[INPUT RECORDS start]

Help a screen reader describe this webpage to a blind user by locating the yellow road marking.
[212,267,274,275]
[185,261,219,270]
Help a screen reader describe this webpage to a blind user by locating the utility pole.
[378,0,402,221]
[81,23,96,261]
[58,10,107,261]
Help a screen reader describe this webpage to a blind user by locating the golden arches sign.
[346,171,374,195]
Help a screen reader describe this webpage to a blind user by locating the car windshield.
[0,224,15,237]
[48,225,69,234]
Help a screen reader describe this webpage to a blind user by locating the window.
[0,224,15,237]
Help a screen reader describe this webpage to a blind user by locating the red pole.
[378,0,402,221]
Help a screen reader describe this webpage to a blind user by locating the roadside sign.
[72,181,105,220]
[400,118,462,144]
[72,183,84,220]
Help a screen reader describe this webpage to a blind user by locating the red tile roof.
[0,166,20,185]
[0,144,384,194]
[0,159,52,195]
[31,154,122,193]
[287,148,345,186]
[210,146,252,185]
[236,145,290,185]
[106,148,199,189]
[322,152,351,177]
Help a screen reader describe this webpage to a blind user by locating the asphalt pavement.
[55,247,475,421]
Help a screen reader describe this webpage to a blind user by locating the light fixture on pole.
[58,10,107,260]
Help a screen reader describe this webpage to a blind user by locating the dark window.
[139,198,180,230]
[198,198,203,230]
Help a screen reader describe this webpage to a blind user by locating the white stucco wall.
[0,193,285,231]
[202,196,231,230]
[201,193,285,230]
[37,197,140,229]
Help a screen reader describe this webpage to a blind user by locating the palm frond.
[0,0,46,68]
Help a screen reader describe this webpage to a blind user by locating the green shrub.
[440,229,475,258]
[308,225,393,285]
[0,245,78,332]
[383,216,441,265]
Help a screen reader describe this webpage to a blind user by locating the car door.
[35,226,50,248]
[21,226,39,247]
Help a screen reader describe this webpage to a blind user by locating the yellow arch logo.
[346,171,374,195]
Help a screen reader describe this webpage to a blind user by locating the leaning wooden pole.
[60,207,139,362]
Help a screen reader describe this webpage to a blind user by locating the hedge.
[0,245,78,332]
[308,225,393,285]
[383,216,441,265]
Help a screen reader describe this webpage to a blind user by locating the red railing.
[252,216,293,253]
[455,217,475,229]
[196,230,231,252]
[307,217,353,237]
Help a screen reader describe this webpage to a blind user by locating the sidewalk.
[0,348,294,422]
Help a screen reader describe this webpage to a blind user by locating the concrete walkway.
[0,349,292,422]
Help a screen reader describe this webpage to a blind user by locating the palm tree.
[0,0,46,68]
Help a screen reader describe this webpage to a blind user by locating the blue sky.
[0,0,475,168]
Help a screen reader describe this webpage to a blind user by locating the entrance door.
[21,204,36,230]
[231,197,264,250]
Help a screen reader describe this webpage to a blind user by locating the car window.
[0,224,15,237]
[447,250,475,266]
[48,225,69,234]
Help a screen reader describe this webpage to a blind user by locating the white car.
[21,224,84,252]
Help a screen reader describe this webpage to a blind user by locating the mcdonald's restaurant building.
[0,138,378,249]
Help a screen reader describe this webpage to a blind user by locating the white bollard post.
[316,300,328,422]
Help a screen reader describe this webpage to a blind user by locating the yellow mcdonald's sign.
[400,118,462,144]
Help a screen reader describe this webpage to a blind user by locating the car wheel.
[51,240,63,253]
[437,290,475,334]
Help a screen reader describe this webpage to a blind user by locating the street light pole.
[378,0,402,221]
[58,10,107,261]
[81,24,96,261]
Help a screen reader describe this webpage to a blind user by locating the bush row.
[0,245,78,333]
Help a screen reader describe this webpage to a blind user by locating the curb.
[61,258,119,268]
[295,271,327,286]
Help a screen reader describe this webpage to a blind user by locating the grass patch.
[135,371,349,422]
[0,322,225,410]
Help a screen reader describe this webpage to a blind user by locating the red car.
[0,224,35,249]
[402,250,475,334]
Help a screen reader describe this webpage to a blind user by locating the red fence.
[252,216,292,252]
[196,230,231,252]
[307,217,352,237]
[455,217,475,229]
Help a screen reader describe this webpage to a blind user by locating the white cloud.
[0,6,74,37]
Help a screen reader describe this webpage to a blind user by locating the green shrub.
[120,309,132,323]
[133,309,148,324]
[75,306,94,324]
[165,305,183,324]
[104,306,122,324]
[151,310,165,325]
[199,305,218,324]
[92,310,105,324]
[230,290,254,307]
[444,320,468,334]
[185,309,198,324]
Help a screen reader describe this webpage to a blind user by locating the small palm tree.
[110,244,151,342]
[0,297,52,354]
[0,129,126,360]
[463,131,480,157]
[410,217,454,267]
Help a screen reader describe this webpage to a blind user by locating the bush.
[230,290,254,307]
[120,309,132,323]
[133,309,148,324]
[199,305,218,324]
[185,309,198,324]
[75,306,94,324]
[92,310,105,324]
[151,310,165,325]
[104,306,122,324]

[INPUT RECORDS end]

▸ **GIVEN PROBLEM**
Render the listing above as a two-column CSV with the headers request and answer. Give one row per request, with its text and its answer each in a single quoted field and any line breaks replaced by spaces.

▸ **ANSWER TO THIS EXERCISE**
request,answer
"Help a screen reader describe this webpage to a blind user by locating the yellow road marking.","[212,267,274,275] [185,261,219,270]"
"Help a screen reader describe this webpage to a blind user by locating the utility pole.","[378,0,402,221] [81,23,96,261] [58,10,107,261]"
"Help a screen reader describe this webpage to a blind user by locating the golden arches sign.","[346,171,374,195]"
"Help a screen reader describe this webpage to a blind user by locating the car windshield.","[0,224,15,237] [48,225,69,234]"
"Help a screen reader describe this webpage to a blind user by locating the window.","[0,224,15,237]"
"Help a screen reader describe this webpage to a blind user by locating the red pole.","[378,0,402,221]"
"Help a screen reader describe this webpage to a blind user by locating the roadside sign.","[72,181,105,220] [400,118,462,144] [72,183,84,220]"
"Help a screen reader describe this webpage to a blind user by locating the red tile roof.","[0,166,20,185] [0,144,384,194] [0,159,52,195] [31,154,122,193] [287,148,345,186] [210,146,252,185] [236,145,290,185] [106,148,199,189] [322,152,351,177]"
"Help a screen reader describe this webpage to a blind user by locating the asphalt pavement.","[55,247,475,421]"
"Help a screen reader describe this webpage to a blind user by locating the light fixture on pole.","[58,10,107,260]"
"Help a screen reader describe this webpage to a blind user by locating the dark window.","[139,198,180,230] [198,198,203,230]"
"Help a screen reader describe this webpage to a blind user by locating the white stucco wall.","[0,193,285,231] [202,196,231,230] [201,193,285,230] [37,197,140,229]"
"Help a screen reader describe this webpage to a blind user by locating the palm frond.","[0,0,46,68]"
"Help a screen reader describe this webpage to a blind user by locating the green shrub.","[440,229,475,258] [308,225,393,285] [0,245,78,332] [383,216,441,265]"
"Help a screen reader describe this webpage to a blind user by locating the car door.","[35,226,50,248] [21,226,39,247]"
"Help a screen reader describe this webpage to a blind user by locating the yellow arch logo.","[346,171,374,195]"
"Help a screen reader describe this webpage to a blind user by locating the leaning wooden pole.","[60,207,139,362]"
"Help a screen reader describe this webpage to a blind user by locating the hedge.","[0,245,78,332] [308,225,393,285] [383,216,441,265]"
"Help a screen reader describe this webpage to a blind user by locating the red railing.","[252,216,293,253] [455,217,475,229] [196,230,231,252] [307,217,353,237]"
"Help a screen reader describe this webpage to a blind user by locating the sidewalk.","[0,348,294,422]"
"Help a screen reader describe this webpage to a blind user by locating the concrete walkway.","[0,349,292,422]"
"Help a screen reader describe this webpage to a blind user by locating the palm tree.","[0,0,46,68]"
"Help a screen reader describe this webpage to a blind user by locating the blue sky.","[0,0,475,168]"
"Help a screen reader describe this webpage to a blind user by locating the entrance door.","[21,204,36,230] [231,197,264,250]"
"Help a screen reader describe this webpage to a blind user by locating the car window.","[0,224,15,237] [447,250,475,266] [48,225,69,234]"
"Help a screen reader describe this webpage to a blind user by locating the white car.","[21,224,84,252]"
"Help a screen reader describe this webpage to a blind user by locating the mcdonald's restaurant building.","[0,138,378,249]"
"Help a screen reader describe this webpage to a blind user by locating the white bollard post.","[316,300,328,422]"
"Help a screen reader describe this webpage to a blind user by locating the yellow mcdonald's sign.","[400,118,462,144]"
"Help a screen reader describe this webpage to a blind user by locating the car wheel.","[51,240,63,253] [437,290,475,334]"
"Help a screen reader describe this webpage to a blind user by locating the street light pole.","[378,0,402,221] [58,10,107,261] [81,24,96,261]"
"Help a screen reader describe this webpage to a blind user by locating the bush row.","[0,245,78,333]"
"Help a screen reader describe this webpage to a blind user by locating the curb.","[61,258,119,268] [295,271,327,286]"
"Help a screen reader describe this webpage to a blind user by locating the grass patch.","[135,371,349,422] [0,322,225,410]"
"Help a screen reader describe this webpage to a blind user by locating the red car.","[0,224,35,249] [402,250,475,334]"
"Help a screen reader describe this webpage to a blind user by locating the red fence.","[252,216,292,252] [196,230,231,252] [307,217,352,237] [455,217,475,229]"
"Help a screen reader describe this webpage to a blind user by locating the white cloud.","[0,6,74,37]"
"Help a screen reader describe this webpage to a blind user by locating the green shrub.","[120,309,132,323] [133,309,148,324] [75,306,94,324] [165,305,183,324] [104,306,122,324] [151,310,165,325] [199,305,218,324] [92,310,105,324] [230,290,254,307] [444,320,468,334] [185,309,198,324]"
"Help a screen reader describe this webpage to a blind user by locating the small palm tree.","[110,244,151,342] [0,297,52,354] [0,129,126,360] [463,131,480,157] [410,217,454,267]"
"Help a screen reader describe this webpage to a blind user by locating the bush.","[230,290,254,307] [120,309,132,323] [133,309,148,324] [199,305,218,324] [185,309,198,324] [75,306,94,324] [92,310,105,324] [151,310,165,325] [104,306,122,324]"